Collected data:
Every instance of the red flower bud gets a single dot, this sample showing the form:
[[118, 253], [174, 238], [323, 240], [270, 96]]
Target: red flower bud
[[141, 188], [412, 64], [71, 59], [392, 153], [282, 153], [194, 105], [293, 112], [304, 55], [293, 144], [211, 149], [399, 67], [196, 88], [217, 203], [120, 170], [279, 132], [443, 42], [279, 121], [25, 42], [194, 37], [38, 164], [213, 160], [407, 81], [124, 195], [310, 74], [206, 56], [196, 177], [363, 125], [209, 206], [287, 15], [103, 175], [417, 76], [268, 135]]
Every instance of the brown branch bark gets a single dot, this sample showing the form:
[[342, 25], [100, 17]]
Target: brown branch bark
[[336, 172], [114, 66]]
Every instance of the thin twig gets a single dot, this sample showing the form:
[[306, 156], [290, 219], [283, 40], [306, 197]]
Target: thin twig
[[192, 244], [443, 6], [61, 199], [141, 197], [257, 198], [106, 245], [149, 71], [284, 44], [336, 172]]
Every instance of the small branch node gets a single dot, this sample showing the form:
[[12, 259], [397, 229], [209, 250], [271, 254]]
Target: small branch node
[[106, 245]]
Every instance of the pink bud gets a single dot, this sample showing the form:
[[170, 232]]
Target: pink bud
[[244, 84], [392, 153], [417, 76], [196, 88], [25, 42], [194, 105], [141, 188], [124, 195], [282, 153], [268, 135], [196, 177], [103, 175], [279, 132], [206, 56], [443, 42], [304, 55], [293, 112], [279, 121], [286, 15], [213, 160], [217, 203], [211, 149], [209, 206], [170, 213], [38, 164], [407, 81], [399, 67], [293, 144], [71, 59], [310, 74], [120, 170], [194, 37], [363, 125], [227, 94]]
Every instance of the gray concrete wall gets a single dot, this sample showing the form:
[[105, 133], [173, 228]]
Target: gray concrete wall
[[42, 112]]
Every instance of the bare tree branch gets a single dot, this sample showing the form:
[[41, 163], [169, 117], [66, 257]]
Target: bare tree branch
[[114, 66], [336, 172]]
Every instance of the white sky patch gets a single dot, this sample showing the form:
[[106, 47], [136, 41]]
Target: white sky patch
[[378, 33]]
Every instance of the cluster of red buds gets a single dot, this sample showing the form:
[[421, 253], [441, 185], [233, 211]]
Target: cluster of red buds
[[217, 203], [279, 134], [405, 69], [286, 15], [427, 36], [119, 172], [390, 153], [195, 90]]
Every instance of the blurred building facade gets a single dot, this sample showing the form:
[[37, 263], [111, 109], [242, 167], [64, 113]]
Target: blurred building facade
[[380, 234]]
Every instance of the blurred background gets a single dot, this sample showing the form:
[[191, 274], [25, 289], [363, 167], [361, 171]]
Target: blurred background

■ Brief: Give every line of the records above as a numbered list, leaving out any blank lines.

■ Worked solution:
1. Every instance of the red flower bud gets a single dot, this sample showing the form:
2. [[118, 253], [174, 238], [323, 240], [270, 96]]
3. Target: red flower bud
4. [[141, 188], [412, 64], [71, 59], [392, 153], [282, 153], [194, 105], [293, 112], [304, 55], [293, 144], [211, 149], [399, 67], [196, 88], [217, 203], [120, 170], [279, 132], [443, 42], [279, 121], [25, 42], [194, 37], [38, 164], [213, 160], [407, 81], [124, 195], [310, 74], [206, 56], [196, 177], [363, 125], [209, 206], [287, 15], [103, 175], [417, 76], [268, 135]]
5. Every instance of the brown branch bark gets a single dot, this sample showing the form:
6. [[342, 25], [100, 17]]
7. Target: brown branch bark
8. [[336, 172], [114, 66]]
9. Every instance of the thin twig gets a single dot, this sample showing the form:
10. [[306, 156], [290, 219], [283, 40], [306, 197]]
11. Target: thin twig
12. [[192, 244], [443, 6], [61, 199], [141, 197], [257, 198], [106, 245], [149, 71], [284, 44], [336, 172]]
13. Every instance of the small branch node gets a single dot, this sample showing the form:
14. [[12, 259], [397, 229], [209, 250], [271, 254]]
15. Target: small branch node
16. [[106, 245]]
17. Every instance of the pink bud gets a single dot, this sample showing the form:
18. [[170, 232]]
19. Target: pink bud
20. [[244, 84], [392, 153], [417, 76], [196, 88], [25, 42], [194, 105], [141, 188], [124, 195], [282, 153], [268, 135], [196, 177], [103, 175], [279, 132], [206, 56], [443, 42], [304, 55], [293, 112], [279, 121], [286, 15], [213, 160], [217, 203], [211, 149], [209, 206], [170, 213], [38, 164], [407, 81], [399, 67], [293, 144], [71, 59], [310, 74], [120, 170], [194, 37], [363, 125], [227, 94]]
21. Every instance of the gray concrete wall gets a single dot, this sample showing the form:
22. [[105, 133], [173, 228]]
23. Target: gray concrete wall
24. [[42, 112]]
25. Every instance of the bare tree branch gets a single dot, this sample showing the form:
26. [[41, 163], [169, 117], [66, 257]]
27. Target: bare tree branch
28. [[114, 66], [336, 172]]
29. Every instance of the white sky patch gets a single dot, this sample showing the form:
30. [[106, 47], [136, 41]]
31. Target: white sky patch
32. [[378, 33]]
33. Every instance of the cluster of red buds gets a single dot, this sample showing the form:
34. [[421, 253], [441, 185], [233, 211]]
35. Target: cluster of red buds
36. [[217, 203], [279, 134], [405, 69], [286, 15], [427, 36], [119, 172], [390, 153], [195, 90]]
37. Every instance of the blurred building facade gets a single dot, this sample showing the form:
38. [[37, 263], [111, 109], [242, 167], [64, 113]]
39. Target: blurred building facade
40. [[380, 234]]
41. Every instance of the blurred background gets a single dot, this sample showing the form:
42. [[191, 274], [25, 289], [363, 167], [361, 171]]
43. Target: blurred background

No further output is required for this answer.